[Point annotation dataset records]
- - - -

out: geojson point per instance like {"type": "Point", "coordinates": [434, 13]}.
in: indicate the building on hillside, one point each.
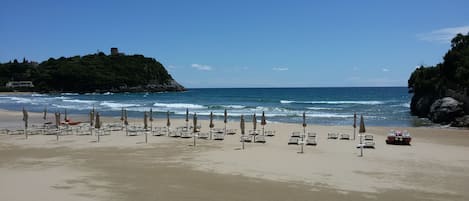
{"type": "Point", "coordinates": [19, 84]}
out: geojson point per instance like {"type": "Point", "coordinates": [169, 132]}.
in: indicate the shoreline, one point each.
{"type": "Point", "coordinates": [271, 171]}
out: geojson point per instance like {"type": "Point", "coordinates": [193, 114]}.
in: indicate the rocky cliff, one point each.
{"type": "Point", "coordinates": [441, 92]}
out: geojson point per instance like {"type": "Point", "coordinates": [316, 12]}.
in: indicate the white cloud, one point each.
{"type": "Point", "coordinates": [202, 67]}
{"type": "Point", "coordinates": [279, 69]}
{"type": "Point", "coordinates": [443, 35]}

- - - -

Gather every line of the listing above that contains the word "indicate".

in: indicate the building on hillside, one point each.
in: indicate the shoreline, one point each.
in: indicate the rocky cliff, one point each.
in: indicate the white cloud, one point each.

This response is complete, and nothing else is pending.